───── SOURCE RECORDS
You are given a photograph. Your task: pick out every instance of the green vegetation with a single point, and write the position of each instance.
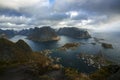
(72, 74)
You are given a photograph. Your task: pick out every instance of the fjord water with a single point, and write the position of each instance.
(69, 58)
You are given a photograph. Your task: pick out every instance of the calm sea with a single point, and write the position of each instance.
(69, 57)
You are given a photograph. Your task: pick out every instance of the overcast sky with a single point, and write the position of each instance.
(90, 14)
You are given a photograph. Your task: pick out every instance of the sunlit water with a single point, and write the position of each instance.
(69, 58)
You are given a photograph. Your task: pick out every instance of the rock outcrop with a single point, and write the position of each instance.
(74, 32)
(107, 46)
(7, 33)
(10, 52)
(43, 34)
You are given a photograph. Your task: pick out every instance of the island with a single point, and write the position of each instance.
(69, 46)
(74, 32)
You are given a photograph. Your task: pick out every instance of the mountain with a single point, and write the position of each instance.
(73, 32)
(7, 33)
(43, 34)
(10, 51)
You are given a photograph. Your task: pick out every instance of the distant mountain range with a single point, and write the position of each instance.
(46, 33)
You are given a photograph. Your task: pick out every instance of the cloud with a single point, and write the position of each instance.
(17, 4)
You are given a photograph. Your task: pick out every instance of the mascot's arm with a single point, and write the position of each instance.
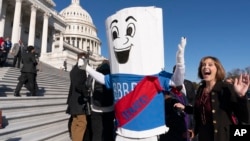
(82, 64)
(178, 76)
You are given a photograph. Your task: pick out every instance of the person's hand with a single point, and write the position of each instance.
(241, 85)
(180, 52)
(82, 63)
(179, 106)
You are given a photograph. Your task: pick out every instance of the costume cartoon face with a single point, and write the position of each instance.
(135, 39)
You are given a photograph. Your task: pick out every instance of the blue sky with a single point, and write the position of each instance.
(219, 28)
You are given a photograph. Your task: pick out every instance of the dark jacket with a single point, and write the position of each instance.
(224, 102)
(29, 63)
(78, 92)
(102, 96)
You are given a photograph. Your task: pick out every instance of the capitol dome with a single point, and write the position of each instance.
(80, 31)
(76, 12)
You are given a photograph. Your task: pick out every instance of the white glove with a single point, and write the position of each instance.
(180, 52)
(82, 63)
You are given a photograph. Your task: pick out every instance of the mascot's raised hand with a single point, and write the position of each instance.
(82, 63)
(178, 76)
(180, 52)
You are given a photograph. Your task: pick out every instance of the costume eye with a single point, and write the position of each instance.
(130, 30)
(115, 32)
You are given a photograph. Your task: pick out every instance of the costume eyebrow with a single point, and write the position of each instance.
(130, 17)
(114, 21)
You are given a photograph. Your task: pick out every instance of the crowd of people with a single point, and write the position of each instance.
(191, 114)
(24, 57)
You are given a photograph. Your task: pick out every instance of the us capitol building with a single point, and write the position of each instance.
(56, 36)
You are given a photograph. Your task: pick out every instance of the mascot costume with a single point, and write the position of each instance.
(138, 81)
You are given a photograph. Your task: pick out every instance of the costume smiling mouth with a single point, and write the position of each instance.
(122, 55)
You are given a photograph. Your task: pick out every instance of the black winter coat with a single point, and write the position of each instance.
(224, 101)
(29, 62)
(78, 92)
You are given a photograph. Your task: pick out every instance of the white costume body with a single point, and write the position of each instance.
(136, 47)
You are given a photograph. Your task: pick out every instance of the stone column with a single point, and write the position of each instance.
(2, 17)
(32, 28)
(75, 42)
(16, 22)
(45, 33)
(80, 43)
(1, 2)
(61, 42)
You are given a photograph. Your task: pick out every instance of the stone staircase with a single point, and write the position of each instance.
(34, 118)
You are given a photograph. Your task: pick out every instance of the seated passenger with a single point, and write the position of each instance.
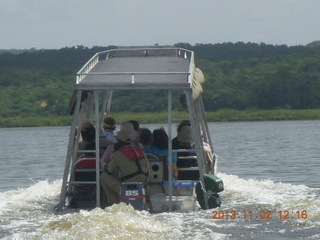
(160, 147)
(105, 158)
(109, 125)
(128, 161)
(185, 141)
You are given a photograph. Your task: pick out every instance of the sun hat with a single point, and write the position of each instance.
(126, 133)
(109, 122)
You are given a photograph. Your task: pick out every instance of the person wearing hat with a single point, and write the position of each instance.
(127, 161)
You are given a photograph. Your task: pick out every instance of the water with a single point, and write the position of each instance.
(268, 168)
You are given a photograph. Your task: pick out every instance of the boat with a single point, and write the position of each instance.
(172, 71)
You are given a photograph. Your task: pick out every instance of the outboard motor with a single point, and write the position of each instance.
(133, 193)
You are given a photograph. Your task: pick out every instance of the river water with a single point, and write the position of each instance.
(271, 172)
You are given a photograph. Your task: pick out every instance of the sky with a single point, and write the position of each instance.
(54, 24)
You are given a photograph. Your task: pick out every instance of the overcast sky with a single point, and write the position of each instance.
(56, 24)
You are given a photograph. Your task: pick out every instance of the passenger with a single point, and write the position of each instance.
(106, 134)
(136, 141)
(145, 137)
(109, 125)
(105, 159)
(185, 141)
(135, 124)
(160, 147)
(129, 162)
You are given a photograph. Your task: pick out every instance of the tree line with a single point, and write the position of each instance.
(238, 76)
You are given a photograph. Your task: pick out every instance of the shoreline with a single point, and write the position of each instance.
(221, 115)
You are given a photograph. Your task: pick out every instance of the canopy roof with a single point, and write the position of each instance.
(151, 68)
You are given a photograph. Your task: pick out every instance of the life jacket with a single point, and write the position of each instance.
(135, 154)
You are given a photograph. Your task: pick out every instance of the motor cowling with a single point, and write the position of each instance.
(133, 193)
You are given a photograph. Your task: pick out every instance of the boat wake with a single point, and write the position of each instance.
(27, 214)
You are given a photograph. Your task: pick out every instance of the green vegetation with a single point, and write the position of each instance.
(244, 81)
(222, 115)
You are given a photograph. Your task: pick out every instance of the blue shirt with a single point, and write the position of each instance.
(163, 152)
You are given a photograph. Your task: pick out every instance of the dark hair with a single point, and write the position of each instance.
(182, 124)
(88, 134)
(145, 136)
(119, 144)
(135, 124)
(160, 138)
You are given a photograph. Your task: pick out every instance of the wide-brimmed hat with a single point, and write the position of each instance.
(109, 122)
(126, 133)
(185, 135)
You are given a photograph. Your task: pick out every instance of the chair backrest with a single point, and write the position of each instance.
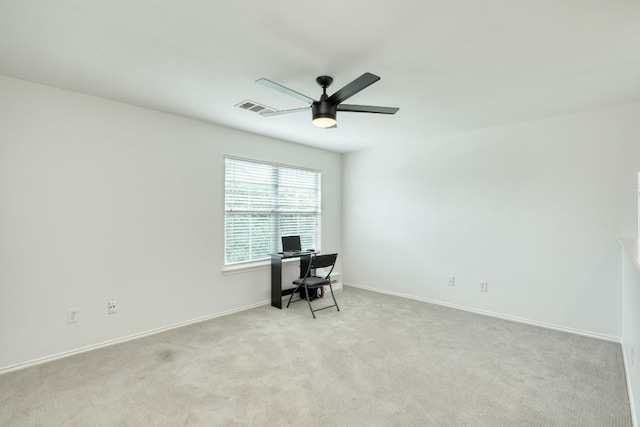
──────────
## EXERCISE
Reproduce the data above word for word, but leave the images out.

## TASK RESPONSE
You are given a photograph. Your task: pick out every instance of the green vegetation with a single point, and write the position of each instance.
(72, 74)
You are given a photograph. Your task: pick out every instance of the fjord water with a single point, and write the position of each instance.
(69, 58)
You are given a photograph. Your task: pick out every instance of the calm sea with a single point, and write the position of each instance.
(69, 57)
You are given a photograph. Your task: pick out every instance of the overcast sky with a single point, and write the position of each instance.
(90, 14)
You are given a photograph. Your task: pick out every instance of the sunlit water with a single point, and write the position of each instance.
(69, 58)
You are given a photograph. Your task: pick out every instance of the rock outcrop with a single point, and write the position of each instance.
(74, 32)
(107, 46)
(7, 33)
(10, 52)
(43, 34)
You are given a photograph. Your task: pick out every instance of the island with a single point, and write the position of each instance.
(69, 46)
(74, 32)
You are given a photograph. Your task: pick out every instance of the mountain with a single point, and write the position of each instance.
(73, 32)
(7, 33)
(43, 34)
(10, 51)
You are given a photograph. Your task: pick out every instance of the distant mountain range with a single point, and write the position of each instance.
(46, 33)
You are given a photograph. Your task: pick out every instance of the cloud with a single point, and write the position of each instance.
(17, 4)
You are given a photograph. Your task: pick out every instance of the mascot's arm with a single point, and write the position of each instance.
(82, 64)
(178, 76)
You are given a photograph. Your task: pick out every instance of the person's hand with a single point, and write the position of each instance.
(241, 85)
(180, 52)
(82, 63)
(179, 106)
You are given a photograph. Your task: pick out every instance of the costume cartoon face with a single point, and write the position of each instance.
(135, 39)
You are given a photograph. Your task: pick out every instance of the blue sky with a single point, and write the position of each instance.
(219, 28)
You are given a photograph. Your task: pick out every instance of the dark jacket with a single point, and write the position of each instance.
(224, 102)
(29, 63)
(78, 92)
(102, 96)
You are given a photograph. Your task: pick out every instance of the capitol dome with a single point, and write the position of each instance.
(80, 31)
(76, 12)
You are given a photograph. Your task: pick out every instance of the white glove with a single point, and write the position of each instance.
(180, 52)
(82, 63)
You are given a photograph. Your task: pick out every instance of the mascot's raised hand with a single point, and write the position of each instance.
(82, 63)
(178, 76)
(180, 52)
You are given a photograph. Your task: pick out every instance of the costume eye with a single point, and write the position of each instance.
(130, 30)
(115, 32)
You are given a photograph. Your task: pick out every instance of the costume eyebrow with a single point, and write the position of each instance.
(130, 17)
(114, 21)
You are given a photograph. Your task: pick out every instance of the crowd of people with a single point, and write the position of each instance.
(191, 114)
(24, 57)
You are given a photograph. Your task: pick out every instance of the us capitol building with a single point, and write the position of each instance.
(56, 36)
You are given a photograph. Your task: pick out every instance of the mascot costume with a single point, and write the position of each instance.
(138, 81)
You are given a photograph. Your task: pick out every instance of the costume smiling mouth with a single point, and write the position of each instance.
(122, 55)
You are given a photograph. Your task: pick out every instance of the black winter coat with a single point, and write the position of each instance.
(224, 101)
(29, 62)
(78, 92)
You are given a photograph. Your task: pick out every instance of the white costume body with a single point, and write the position of each instance.
(136, 47)
You are given a photograph. Your task: pick out every instance of the stone column with a single point, and write the position of each instance.
(2, 17)
(32, 28)
(75, 42)
(16, 22)
(45, 33)
(80, 43)
(1, 2)
(61, 42)
You are given a photograph. Your task: pick out every instance of the stone staircase with a single point, and write the position of each instance.
(34, 118)
You are given a photograph. Your task: pick out every instance of the seated passenger with a single point, and write the position of each instance.
(160, 147)
(105, 158)
(109, 125)
(128, 161)
(185, 141)
You are given a photograph. Your task: pick out every instance of the sun hat with a single point, and write the position of each instance.
(126, 133)
(109, 122)
You are given a photograph. Your task: pick out every instance of the person wearing hat with a single point, and write the position of each instance.
(127, 161)
You are given a photograph. Your task: pick out every instance of the water with a single point, and write the position of each instance.
(268, 168)
You are given a photograph. Your task: pick out every instance of the boat with a single point, and write the position of each instance.
(172, 71)
You are given a photograph. Your task: pick out every instance of the outboard motor with a single point, and write the position of each instance.
(133, 193)
You are given a photograph. Your task: pick out every instance of the river water with a single point, and write the position of each instance.
(271, 172)
You are given a photograph. Your task: pick out every instance of the sky with a single point, and write the position of each instance.
(54, 24)
You are given a photograph. Your task: pick out every instance of the overcast sky with a single point, and write the position of each instance.
(56, 24)
You are given a photograph. Your task: pick out every instance of the passenger with a single point, and write the position of each instance.
(106, 134)
(136, 141)
(145, 137)
(109, 125)
(105, 159)
(185, 141)
(135, 124)
(160, 147)
(129, 162)
You are given a photograph. Your task: pick out every instance of the tree line with a single point, and write the position of each instance.
(238, 76)
You are given a photograph. Your task: pick out every instance of the shoreline with a single point, and write the position of each instance.
(221, 115)
You are given a photograph. Your task: pick out every instance of the canopy roof with a single point, and write the position of each instance.
(151, 68)
You are given a photograph. Your task: pick out every instance of the life jacket with a single point, and write the position of each instance.
(135, 154)
You are given a photograph. Your task: pick out every instance of the motor cowling with a single point, and write the position of each instance.
(133, 193)
You are given a photograph. Your task: pick out every instance of the boat wake with a single point, and write the position of each instance.
(27, 214)
You are given a photograph. Your task: pick out every instance of the green vegetation with a single point, and write the position of each instance.
(244, 81)
(222, 115)
You are given a photograph. Your task: pick out every instance of the blue shirt with a single point, and write the position of each instance.
(163, 152)
You are given a photograph. Your task: pick out every instance of the dark hair with a single point, and write the position of each instance.
(182, 124)
(88, 134)
(145, 136)
(119, 144)
(135, 124)
(160, 138)
You are given a photograph. Your task: pick out every instance of the wide-brimmed hat with a single point, and write the position of each instance.
(109, 122)
(126, 133)
(185, 135)
You are given a photograph. Your task: pick out every instance of the chair backrest with a single point, and write the position of each instance.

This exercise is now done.